══ RECORDED DATA ══

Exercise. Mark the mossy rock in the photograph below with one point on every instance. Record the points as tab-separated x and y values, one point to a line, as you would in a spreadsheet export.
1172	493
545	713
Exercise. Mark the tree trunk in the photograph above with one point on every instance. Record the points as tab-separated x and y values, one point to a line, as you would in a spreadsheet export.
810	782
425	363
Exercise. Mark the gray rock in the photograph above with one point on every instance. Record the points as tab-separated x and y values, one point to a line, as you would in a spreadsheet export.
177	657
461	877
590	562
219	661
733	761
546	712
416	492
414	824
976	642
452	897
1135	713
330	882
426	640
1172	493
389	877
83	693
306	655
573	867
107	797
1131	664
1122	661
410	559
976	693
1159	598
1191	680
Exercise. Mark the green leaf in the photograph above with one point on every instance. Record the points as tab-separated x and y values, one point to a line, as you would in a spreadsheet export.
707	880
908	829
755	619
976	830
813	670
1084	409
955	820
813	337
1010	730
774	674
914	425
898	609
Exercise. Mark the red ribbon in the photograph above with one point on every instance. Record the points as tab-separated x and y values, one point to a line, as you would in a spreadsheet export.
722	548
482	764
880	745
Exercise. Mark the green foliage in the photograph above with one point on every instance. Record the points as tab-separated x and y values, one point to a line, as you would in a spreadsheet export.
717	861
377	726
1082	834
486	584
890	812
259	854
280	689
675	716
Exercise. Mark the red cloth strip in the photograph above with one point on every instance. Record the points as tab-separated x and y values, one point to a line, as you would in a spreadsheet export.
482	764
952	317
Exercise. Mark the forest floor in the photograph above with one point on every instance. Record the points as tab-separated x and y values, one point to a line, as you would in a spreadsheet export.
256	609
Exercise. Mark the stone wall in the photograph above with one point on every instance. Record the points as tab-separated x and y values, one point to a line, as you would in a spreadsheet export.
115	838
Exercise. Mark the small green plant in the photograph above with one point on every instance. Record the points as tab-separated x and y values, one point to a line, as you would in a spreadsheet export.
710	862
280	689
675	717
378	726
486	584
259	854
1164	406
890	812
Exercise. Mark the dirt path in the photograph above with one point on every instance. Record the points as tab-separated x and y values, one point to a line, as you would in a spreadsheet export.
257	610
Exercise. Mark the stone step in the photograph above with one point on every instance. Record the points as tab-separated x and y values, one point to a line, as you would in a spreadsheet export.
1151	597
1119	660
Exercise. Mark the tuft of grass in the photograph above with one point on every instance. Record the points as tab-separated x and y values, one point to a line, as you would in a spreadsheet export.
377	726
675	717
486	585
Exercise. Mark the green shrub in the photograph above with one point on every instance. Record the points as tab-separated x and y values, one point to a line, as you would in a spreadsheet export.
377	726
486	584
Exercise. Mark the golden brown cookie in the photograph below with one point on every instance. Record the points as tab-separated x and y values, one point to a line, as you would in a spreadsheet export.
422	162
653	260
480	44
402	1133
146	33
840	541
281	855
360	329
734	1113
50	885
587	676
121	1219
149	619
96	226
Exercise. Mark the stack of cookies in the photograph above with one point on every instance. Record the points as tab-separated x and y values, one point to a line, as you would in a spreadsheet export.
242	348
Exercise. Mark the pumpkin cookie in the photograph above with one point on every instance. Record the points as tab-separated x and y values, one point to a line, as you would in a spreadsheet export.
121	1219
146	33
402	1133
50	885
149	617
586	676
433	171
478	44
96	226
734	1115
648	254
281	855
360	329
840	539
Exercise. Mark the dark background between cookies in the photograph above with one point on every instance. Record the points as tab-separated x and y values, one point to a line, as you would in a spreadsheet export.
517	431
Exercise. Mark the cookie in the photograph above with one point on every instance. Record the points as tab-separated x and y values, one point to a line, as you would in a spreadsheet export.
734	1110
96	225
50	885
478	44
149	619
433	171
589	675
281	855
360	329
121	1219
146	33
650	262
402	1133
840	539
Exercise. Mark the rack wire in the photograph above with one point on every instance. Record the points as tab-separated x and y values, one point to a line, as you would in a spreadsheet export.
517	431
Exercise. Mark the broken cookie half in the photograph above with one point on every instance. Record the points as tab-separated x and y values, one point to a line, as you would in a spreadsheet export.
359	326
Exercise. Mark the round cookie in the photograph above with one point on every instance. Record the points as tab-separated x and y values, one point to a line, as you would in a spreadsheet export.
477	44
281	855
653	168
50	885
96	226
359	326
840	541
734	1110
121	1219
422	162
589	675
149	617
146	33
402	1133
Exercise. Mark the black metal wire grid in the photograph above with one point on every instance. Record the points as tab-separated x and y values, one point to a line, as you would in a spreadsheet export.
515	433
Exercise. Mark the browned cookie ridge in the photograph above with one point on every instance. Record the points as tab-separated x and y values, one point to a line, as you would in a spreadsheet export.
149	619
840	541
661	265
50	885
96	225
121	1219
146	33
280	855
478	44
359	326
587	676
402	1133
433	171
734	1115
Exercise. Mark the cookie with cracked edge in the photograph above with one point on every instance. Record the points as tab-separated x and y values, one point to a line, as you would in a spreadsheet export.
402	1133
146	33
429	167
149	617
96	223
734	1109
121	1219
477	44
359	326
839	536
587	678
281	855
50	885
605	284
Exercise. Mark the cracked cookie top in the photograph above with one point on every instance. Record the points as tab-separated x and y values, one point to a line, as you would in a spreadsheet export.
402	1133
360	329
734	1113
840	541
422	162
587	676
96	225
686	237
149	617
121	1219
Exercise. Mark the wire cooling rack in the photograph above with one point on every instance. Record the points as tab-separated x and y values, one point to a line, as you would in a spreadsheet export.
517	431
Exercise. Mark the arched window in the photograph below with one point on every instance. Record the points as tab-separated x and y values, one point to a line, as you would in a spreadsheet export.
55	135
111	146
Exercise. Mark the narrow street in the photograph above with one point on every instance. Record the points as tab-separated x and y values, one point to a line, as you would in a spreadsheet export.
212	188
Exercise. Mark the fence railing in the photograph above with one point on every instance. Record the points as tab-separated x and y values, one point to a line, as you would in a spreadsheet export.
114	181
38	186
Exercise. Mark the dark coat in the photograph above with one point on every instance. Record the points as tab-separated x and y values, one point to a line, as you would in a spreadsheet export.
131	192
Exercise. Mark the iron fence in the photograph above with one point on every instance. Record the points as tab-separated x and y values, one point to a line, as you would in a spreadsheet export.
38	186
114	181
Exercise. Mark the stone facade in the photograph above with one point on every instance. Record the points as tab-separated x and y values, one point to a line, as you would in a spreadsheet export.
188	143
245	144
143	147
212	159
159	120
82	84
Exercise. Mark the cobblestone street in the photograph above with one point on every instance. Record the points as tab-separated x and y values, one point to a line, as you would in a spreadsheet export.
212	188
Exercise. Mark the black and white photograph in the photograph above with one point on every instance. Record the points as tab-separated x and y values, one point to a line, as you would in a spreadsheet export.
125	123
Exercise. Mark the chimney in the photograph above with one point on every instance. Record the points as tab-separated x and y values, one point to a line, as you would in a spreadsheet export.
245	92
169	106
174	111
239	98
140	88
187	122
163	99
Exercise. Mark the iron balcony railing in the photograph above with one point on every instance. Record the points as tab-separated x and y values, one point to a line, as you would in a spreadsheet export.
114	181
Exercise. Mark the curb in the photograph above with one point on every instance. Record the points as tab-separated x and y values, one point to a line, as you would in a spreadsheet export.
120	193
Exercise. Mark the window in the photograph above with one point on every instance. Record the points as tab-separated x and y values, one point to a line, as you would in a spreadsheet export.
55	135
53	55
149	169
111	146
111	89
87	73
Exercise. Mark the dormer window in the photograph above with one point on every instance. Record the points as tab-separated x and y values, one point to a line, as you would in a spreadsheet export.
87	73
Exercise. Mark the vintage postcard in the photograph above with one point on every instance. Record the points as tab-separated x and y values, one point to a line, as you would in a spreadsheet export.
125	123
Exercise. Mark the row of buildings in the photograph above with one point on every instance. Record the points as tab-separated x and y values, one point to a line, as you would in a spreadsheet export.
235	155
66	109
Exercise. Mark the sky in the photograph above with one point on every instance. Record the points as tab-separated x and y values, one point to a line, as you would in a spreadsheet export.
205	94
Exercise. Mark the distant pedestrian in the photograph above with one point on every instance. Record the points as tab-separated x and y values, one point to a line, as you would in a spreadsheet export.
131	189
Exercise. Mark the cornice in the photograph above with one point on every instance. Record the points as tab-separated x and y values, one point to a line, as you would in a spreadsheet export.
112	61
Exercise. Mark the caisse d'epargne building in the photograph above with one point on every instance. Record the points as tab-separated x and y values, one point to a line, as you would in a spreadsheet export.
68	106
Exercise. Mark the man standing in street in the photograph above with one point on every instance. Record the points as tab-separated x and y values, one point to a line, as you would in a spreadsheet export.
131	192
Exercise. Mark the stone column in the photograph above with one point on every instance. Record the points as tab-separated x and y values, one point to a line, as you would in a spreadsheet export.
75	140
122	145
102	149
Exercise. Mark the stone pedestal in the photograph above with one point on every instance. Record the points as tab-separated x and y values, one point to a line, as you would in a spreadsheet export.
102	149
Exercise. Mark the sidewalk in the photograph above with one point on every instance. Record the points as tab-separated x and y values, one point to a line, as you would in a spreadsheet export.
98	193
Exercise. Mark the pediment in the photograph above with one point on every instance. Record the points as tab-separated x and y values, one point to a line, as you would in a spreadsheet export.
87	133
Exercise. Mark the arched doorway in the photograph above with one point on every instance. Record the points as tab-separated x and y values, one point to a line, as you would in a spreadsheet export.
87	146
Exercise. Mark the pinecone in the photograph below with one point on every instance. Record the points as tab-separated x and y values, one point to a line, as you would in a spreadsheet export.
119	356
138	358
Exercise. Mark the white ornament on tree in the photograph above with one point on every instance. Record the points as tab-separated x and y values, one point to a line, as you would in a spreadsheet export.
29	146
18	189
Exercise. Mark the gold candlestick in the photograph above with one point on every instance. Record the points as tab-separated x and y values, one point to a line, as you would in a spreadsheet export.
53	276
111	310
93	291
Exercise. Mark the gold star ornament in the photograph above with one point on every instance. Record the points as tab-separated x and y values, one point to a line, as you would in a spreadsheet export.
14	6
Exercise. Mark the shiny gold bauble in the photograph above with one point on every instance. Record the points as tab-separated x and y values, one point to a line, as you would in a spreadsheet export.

═══

**TASK TO CARRY OUT**: Repeat exactly, and only, the lines of the records above, starting with the line that contains "Exercise. Mark the stone pedestal" and ending with the final line, both included.

**FINAL RESULT**:
Exercise. Mark the stone pedestal in the photograph above with one point on every instance. Record the points as tab-separated x and y values, one point to a line, as you would in a spreadsheet export.
102	149
Exercise. Mark the sidewalk in the photograph above with one point on every instance. Record the points as tab-separated x and y values, one point to a line, as you would in a spreadsheet export.
98	193
Exercise. Mark the pediment in the photograph above with one point on every instance. Record the points as tab-separated x and y values, one point to a line, as you would in a spreadsheet export.
87	133
Exercise. Mark the arched doorway in the photograph above with one point on every instance. Record the points as tab-separated x and y values, one point to a line, as you would in a spreadsheet export.
87	146
Exercise. Mark the pinecone in the photograph below with one point on every instance. Record the points as tab-separated x and y values, one point to a line, as you would in a spreadsheet export.
119	356
138	358
Exercise. Mark the white ornament on tree in the photograph above with one point on every instance. Record the points as tab-separated x and y values, one point to a line, as you would in a spreadsheet export.
29	146
18	189
Exercise. Mark the gold candlestick in the photograph above with one point on every instance. Record the points as tab-separated x and y values, one point to a line, as you would in a spreadsheet export.
53	276
111	310
93	291
Exercise. Mark the gold star ornament in the photograph above with one point on every instance. Record the points as tab-separated x and y values, one point to a line, as you would in a spreadsheet export.
14	6
Exercise. Mark the shiny gold bauble in the photograph above with one point on every instance. Record the points as tab-separated x and y values, one point to a line, as you would in a spreadsheet export.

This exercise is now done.